■ **Data listing**:
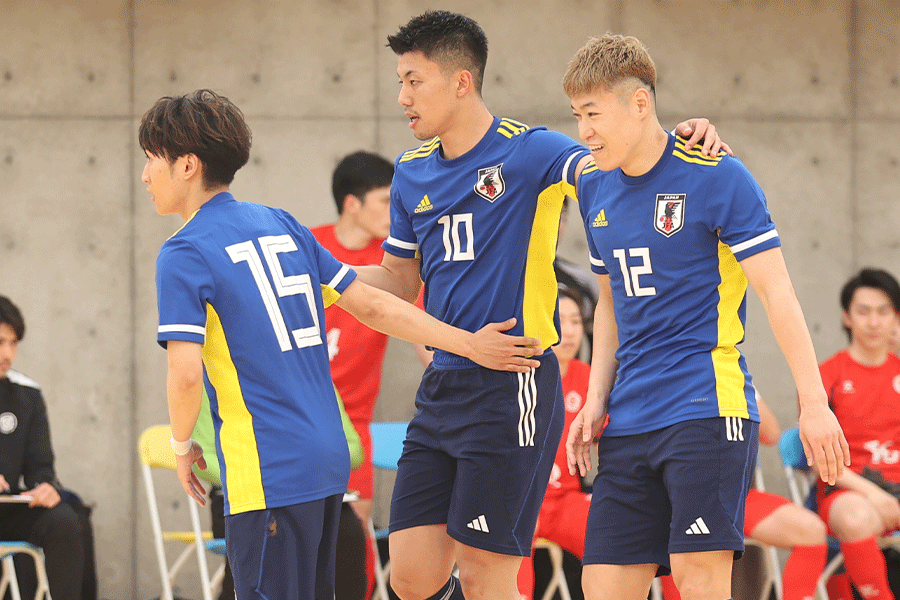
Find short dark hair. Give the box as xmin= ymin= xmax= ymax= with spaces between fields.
xmin=0 ymin=296 xmax=25 ymax=342
xmin=841 ymin=268 xmax=900 ymax=338
xmin=388 ymin=10 xmax=487 ymax=96
xmin=138 ymin=90 xmax=252 ymax=189
xmin=331 ymin=150 xmax=394 ymax=214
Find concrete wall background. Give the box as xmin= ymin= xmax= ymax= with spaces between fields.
xmin=0 ymin=0 xmax=900 ymax=599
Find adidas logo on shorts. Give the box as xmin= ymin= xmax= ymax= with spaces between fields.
xmin=685 ymin=517 xmax=709 ymax=535
xmin=468 ymin=515 xmax=491 ymax=533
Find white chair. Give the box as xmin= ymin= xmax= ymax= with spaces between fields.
xmin=0 ymin=542 xmax=50 ymax=600
xmin=534 ymin=538 xmax=572 ymax=600
xmin=368 ymin=422 xmax=409 ymax=600
xmin=778 ymin=427 xmax=900 ymax=600
xmin=744 ymin=466 xmax=784 ymax=600
xmin=138 ymin=425 xmax=225 ymax=600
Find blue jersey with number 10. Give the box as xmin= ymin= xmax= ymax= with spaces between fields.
xmin=383 ymin=117 xmax=587 ymax=353
xmin=156 ymin=192 xmax=356 ymax=514
xmin=578 ymin=135 xmax=781 ymax=435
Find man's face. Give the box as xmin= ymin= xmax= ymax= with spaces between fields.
xmin=844 ymin=287 xmax=897 ymax=352
xmin=397 ymin=52 xmax=457 ymax=140
xmin=0 ymin=323 xmax=19 ymax=379
xmin=553 ymin=296 xmax=584 ymax=361
xmin=571 ymin=90 xmax=640 ymax=171
xmin=356 ymin=186 xmax=391 ymax=239
xmin=141 ymin=152 xmax=185 ymax=215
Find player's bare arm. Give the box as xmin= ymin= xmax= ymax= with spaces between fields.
xmin=675 ymin=118 xmax=734 ymax=156
xmin=353 ymin=252 xmax=422 ymax=302
xmin=166 ymin=340 xmax=206 ymax=506
xmin=566 ymin=275 xmax=619 ymax=476
xmin=575 ymin=118 xmax=734 ymax=184
xmin=740 ymin=248 xmax=850 ymax=485
xmin=336 ymin=278 xmax=544 ymax=373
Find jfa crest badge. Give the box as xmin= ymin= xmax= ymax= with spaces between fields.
xmin=475 ymin=163 xmax=506 ymax=202
xmin=653 ymin=194 xmax=687 ymax=237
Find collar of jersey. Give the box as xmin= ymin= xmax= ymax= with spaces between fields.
xmin=619 ymin=133 xmax=675 ymax=185
xmin=435 ymin=117 xmax=500 ymax=167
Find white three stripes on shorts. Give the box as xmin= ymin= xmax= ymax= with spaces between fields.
xmin=517 ymin=369 xmax=537 ymax=446
xmin=725 ymin=417 xmax=744 ymax=442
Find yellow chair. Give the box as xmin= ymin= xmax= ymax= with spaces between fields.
xmin=0 ymin=542 xmax=50 ymax=600
xmin=138 ymin=425 xmax=225 ymax=600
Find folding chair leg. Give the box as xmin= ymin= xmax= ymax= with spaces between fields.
xmin=0 ymin=554 xmax=22 ymax=600
xmin=368 ymin=517 xmax=391 ymax=600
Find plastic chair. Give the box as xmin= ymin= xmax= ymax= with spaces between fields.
xmin=534 ymin=538 xmax=572 ymax=600
xmin=778 ymin=427 xmax=900 ymax=600
xmin=0 ymin=542 xmax=50 ymax=600
xmin=368 ymin=422 xmax=409 ymax=600
xmin=744 ymin=466 xmax=784 ymax=600
xmin=138 ymin=425 xmax=225 ymax=600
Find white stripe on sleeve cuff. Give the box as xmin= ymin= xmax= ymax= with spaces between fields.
xmin=730 ymin=229 xmax=778 ymax=254
xmin=157 ymin=324 xmax=206 ymax=337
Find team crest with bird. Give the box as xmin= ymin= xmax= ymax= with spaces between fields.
xmin=653 ymin=194 xmax=686 ymax=237
xmin=475 ymin=163 xmax=506 ymax=202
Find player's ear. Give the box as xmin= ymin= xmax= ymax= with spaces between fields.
xmin=183 ymin=153 xmax=203 ymax=179
xmin=454 ymin=69 xmax=475 ymax=98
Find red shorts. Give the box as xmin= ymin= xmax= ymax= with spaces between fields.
xmin=744 ymin=488 xmax=791 ymax=537
xmin=534 ymin=491 xmax=591 ymax=560
xmin=347 ymin=421 xmax=375 ymax=500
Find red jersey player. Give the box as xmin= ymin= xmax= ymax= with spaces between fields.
xmin=312 ymin=151 xmax=394 ymax=587
xmin=816 ymin=269 xmax=900 ymax=600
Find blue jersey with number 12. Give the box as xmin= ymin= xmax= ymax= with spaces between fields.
xmin=578 ymin=135 xmax=781 ymax=435
xmin=156 ymin=192 xmax=356 ymax=514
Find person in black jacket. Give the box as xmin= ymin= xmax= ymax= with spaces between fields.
xmin=0 ymin=296 xmax=84 ymax=600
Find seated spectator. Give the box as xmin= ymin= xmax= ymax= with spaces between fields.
xmin=0 ymin=296 xmax=93 ymax=600
xmin=517 ymin=287 xmax=591 ymax=598
xmin=662 ymin=394 xmax=828 ymax=600
xmin=816 ymin=269 xmax=900 ymax=600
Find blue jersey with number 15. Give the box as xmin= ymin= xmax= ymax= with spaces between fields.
xmin=156 ymin=192 xmax=356 ymax=514
xmin=578 ymin=135 xmax=781 ymax=435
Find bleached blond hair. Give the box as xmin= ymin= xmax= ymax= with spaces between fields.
xmin=563 ymin=33 xmax=656 ymax=102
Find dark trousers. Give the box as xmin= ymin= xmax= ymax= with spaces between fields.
xmin=209 ymin=487 xmax=369 ymax=600
xmin=0 ymin=502 xmax=85 ymax=600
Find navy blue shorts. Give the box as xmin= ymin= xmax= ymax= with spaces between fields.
xmin=390 ymin=352 xmax=565 ymax=556
xmin=225 ymin=494 xmax=343 ymax=600
xmin=584 ymin=417 xmax=759 ymax=574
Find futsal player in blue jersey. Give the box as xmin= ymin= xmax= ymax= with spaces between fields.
xmin=139 ymin=90 xmax=540 ymax=600
xmin=350 ymin=11 xmax=732 ymax=600
xmin=564 ymin=34 xmax=849 ymax=600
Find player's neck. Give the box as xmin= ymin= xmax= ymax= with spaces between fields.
xmin=847 ymin=342 xmax=888 ymax=367
xmin=178 ymin=182 xmax=228 ymax=221
xmin=622 ymin=119 xmax=669 ymax=177
xmin=334 ymin=215 xmax=372 ymax=250
xmin=440 ymin=100 xmax=494 ymax=160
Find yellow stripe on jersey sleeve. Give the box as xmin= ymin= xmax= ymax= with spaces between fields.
xmin=203 ymin=304 xmax=266 ymax=514
xmin=581 ymin=158 xmax=600 ymax=175
xmin=319 ymin=284 xmax=341 ymax=308
xmin=497 ymin=119 xmax=528 ymax=138
xmin=522 ymin=181 xmax=575 ymax=348
xmin=400 ymin=137 xmax=441 ymax=162
xmin=712 ymin=241 xmax=750 ymax=419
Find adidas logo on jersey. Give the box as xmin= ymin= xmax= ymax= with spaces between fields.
xmin=685 ymin=517 xmax=709 ymax=535
xmin=468 ymin=515 xmax=491 ymax=533
xmin=415 ymin=194 xmax=434 ymax=214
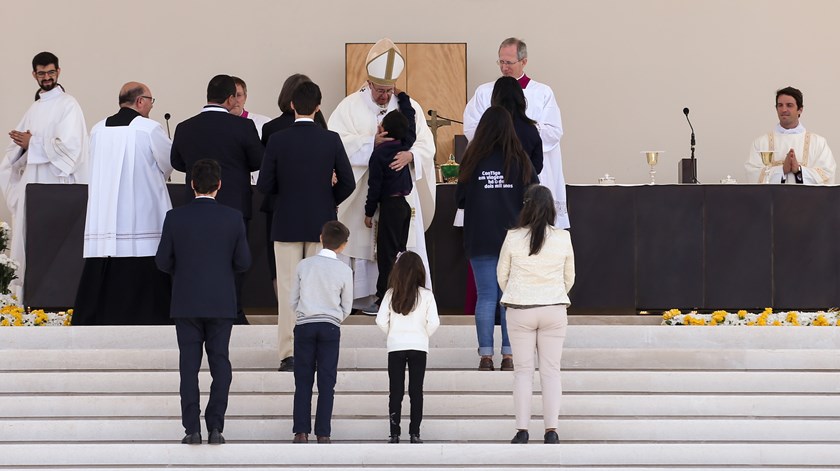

■ **Set task**: Rewrite every line of the entries above with "Find" changed to "Locate", keeping everything else the same and omitting the pictures.

■ **Full answer**:
Locate short dark hair. Give the box as xmin= ymin= xmax= ymax= with spaces between fields.
xmin=0 ymin=296 xmax=25 ymax=342
xmin=841 ymin=268 xmax=900 ymax=338
xmin=388 ymin=10 xmax=487 ymax=96
xmin=138 ymin=90 xmax=252 ymax=189
xmin=331 ymin=150 xmax=394 ymax=214
Locate concrete wall background. Give the box as xmin= ymin= xmax= ymax= with spaces between fields.
xmin=0 ymin=0 xmax=900 ymax=599
Locate adidas logo on shorts. Give the box as xmin= ymin= xmax= ymax= with spaces between fields.
xmin=685 ymin=517 xmax=709 ymax=535
xmin=468 ymin=515 xmax=491 ymax=533
Locate white chair. Give the box as xmin= ymin= xmax= ymax= with spaces between fields.
xmin=0 ymin=542 xmax=50 ymax=600
xmin=534 ymin=538 xmax=572 ymax=600
xmin=368 ymin=422 xmax=409 ymax=600
xmin=778 ymin=427 xmax=900 ymax=600
xmin=744 ymin=466 xmax=784 ymax=600
xmin=138 ymin=425 xmax=225 ymax=600
Locate blue jersey with number 10. Give the box as xmin= ymin= xmax= ymax= with spaces between fields.
xmin=383 ymin=117 xmax=587 ymax=353
xmin=156 ymin=192 xmax=356 ymax=514
xmin=578 ymin=135 xmax=781 ymax=435
Locate man's face. Give the box as xmin= ymin= xmax= ymax= with spaces between fields.
xmin=844 ymin=287 xmax=897 ymax=352
xmin=397 ymin=52 xmax=457 ymax=140
xmin=0 ymin=323 xmax=19 ymax=379
xmin=553 ymin=296 xmax=584 ymax=361
xmin=571 ymin=90 xmax=640 ymax=171
xmin=356 ymin=186 xmax=391 ymax=239
xmin=141 ymin=152 xmax=185 ymax=215
Locate player's bare arm. Give the box as xmin= ymin= xmax= ymax= with spaces between fields.
xmin=675 ymin=118 xmax=734 ymax=156
xmin=353 ymin=252 xmax=422 ymax=302
xmin=166 ymin=340 xmax=206 ymax=506
xmin=566 ymin=275 xmax=619 ymax=476
xmin=575 ymin=118 xmax=734 ymax=184
xmin=740 ymin=248 xmax=850 ymax=485
xmin=336 ymin=278 xmax=544 ymax=373
Locate jfa crest badge. Give the box as xmin= ymin= xmax= ymax= with spaces between fields.
xmin=475 ymin=163 xmax=506 ymax=202
xmin=653 ymin=194 xmax=687 ymax=237
Locate collar of jersey. Give the box as xmin= ymin= xmax= ymax= with spaces between fields.
xmin=619 ymin=133 xmax=675 ymax=185
xmin=435 ymin=117 xmax=500 ymax=167
Locate white three stripes on shorts. Give the box as xmin= ymin= xmax= ymax= with spaces between fields.
xmin=517 ymin=369 xmax=537 ymax=446
xmin=725 ymin=417 xmax=744 ymax=442
Locate yellow chair. Give the box as xmin= ymin= xmax= ymax= with spaces between fields.
xmin=0 ymin=542 xmax=50 ymax=600
xmin=138 ymin=425 xmax=225 ymax=600
Locate folding chair leg. Give the box as xmin= ymin= xmax= ymax= with spaces between fields.
xmin=0 ymin=554 xmax=22 ymax=600
xmin=368 ymin=517 xmax=391 ymax=600
Locate plastic chair. Give the box as xmin= ymin= xmax= ymax= with spaces between fields.
xmin=534 ymin=538 xmax=572 ymax=600
xmin=778 ymin=427 xmax=900 ymax=600
xmin=0 ymin=542 xmax=50 ymax=600
xmin=368 ymin=422 xmax=409 ymax=600
xmin=744 ymin=466 xmax=784 ymax=600
xmin=138 ymin=425 xmax=225 ymax=600
Locate white stripe on sleeve cuff. Give the box as xmin= ymin= xmax= ymax= with spaces between fields.
xmin=730 ymin=229 xmax=778 ymax=254
xmin=157 ymin=324 xmax=206 ymax=337
Locate team crest with bird. Give the box as xmin= ymin= xmax= ymax= with spaces between fields.
xmin=653 ymin=194 xmax=686 ymax=237
xmin=475 ymin=163 xmax=506 ymax=202
Locate player's ear. Give the box as xmin= ymin= xmax= ymax= with spaces between fields.
xmin=183 ymin=153 xmax=203 ymax=179
xmin=454 ymin=69 xmax=475 ymax=98
Locate red shorts. Give the box as xmin= ymin= xmax= ymax= with spaces between fields.
xmin=744 ymin=488 xmax=791 ymax=537
xmin=534 ymin=491 xmax=591 ymax=560
xmin=347 ymin=421 xmax=375 ymax=500
Locate red jersey player. Give the box as xmin= ymin= xmax= ymax= with spaces between fields.
xmin=312 ymin=151 xmax=394 ymax=587
xmin=816 ymin=269 xmax=900 ymax=600
Locate blue jersey with number 12. Give the box as xmin= ymin= xmax= ymax= with spaces between fields.
xmin=578 ymin=135 xmax=781 ymax=435
xmin=156 ymin=192 xmax=356 ymax=514
Locate person in black jacket. Give the box as xmin= ymin= xmax= ymax= with spaces between fields.
xmin=0 ymin=296 xmax=84 ymax=600
Locate seated spectator. Give the box as xmin= ymin= xmax= ymax= with spaces between fields.
xmin=0 ymin=296 xmax=93 ymax=600
xmin=517 ymin=287 xmax=591 ymax=598
xmin=662 ymin=394 xmax=828 ymax=600
xmin=816 ymin=269 xmax=900 ymax=600
Locate blue jersey with number 15. Give the box as xmin= ymin= xmax= ymax= with spaces between fields.
xmin=156 ymin=192 xmax=356 ymax=514
xmin=578 ymin=135 xmax=781 ymax=435
Locate bleached blond hair. Give the box as xmin= ymin= xmax= ymax= with spaces between fields.
xmin=563 ymin=33 xmax=656 ymax=102
Locate dark trousers. Give the box as xmin= ymin= xmax= ymax= with spaces between fields.
xmin=209 ymin=487 xmax=369 ymax=600
xmin=0 ymin=502 xmax=85 ymax=600
Locate navy blue shorts. Give the box as xmin= ymin= xmax= ymax= with spaces between fields.
xmin=390 ymin=352 xmax=565 ymax=556
xmin=225 ymin=494 xmax=343 ymax=600
xmin=584 ymin=417 xmax=759 ymax=574
Locate futsal player in blue jersey. Give the box as xmin= ymin= xmax= ymax= with spaces between fields.
xmin=139 ymin=90 xmax=540 ymax=600
xmin=350 ymin=11 xmax=732 ymax=600
xmin=564 ymin=34 xmax=849 ymax=600
Locate player's neck. Give the box as xmin= ymin= xmax= ymax= with spaces between fields.
xmin=847 ymin=342 xmax=888 ymax=367
xmin=178 ymin=182 xmax=228 ymax=221
xmin=622 ymin=119 xmax=669 ymax=177
xmin=334 ymin=215 xmax=372 ymax=250
xmin=440 ymin=100 xmax=494 ymax=160
Locate yellow stripe on jersey sleeve. Give the box as xmin= ymin= xmax= ymax= with spaces between fields.
xmin=203 ymin=304 xmax=266 ymax=514
xmin=581 ymin=158 xmax=600 ymax=175
xmin=319 ymin=284 xmax=341 ymax=308
xmin=497 ymin=119 xmax=528 ymax=138
xmin=522 ymin=181 xmax=575 ymax=348
xmin=400 ymin=137 xmax=441 ymax=162
xmin=712 ymin=241 xmax=750 ymax=419
Locate adidas logo on jersey. Give the box as xmin= ymin= xmax= ymax= with spaces between fields.
xmin=685 ymin=517 xmax=709 ymax=535
xmin=468 ymin=515 xmax=491 ymax=533
xmin=415 ymin=194 xmax=434 ymax=214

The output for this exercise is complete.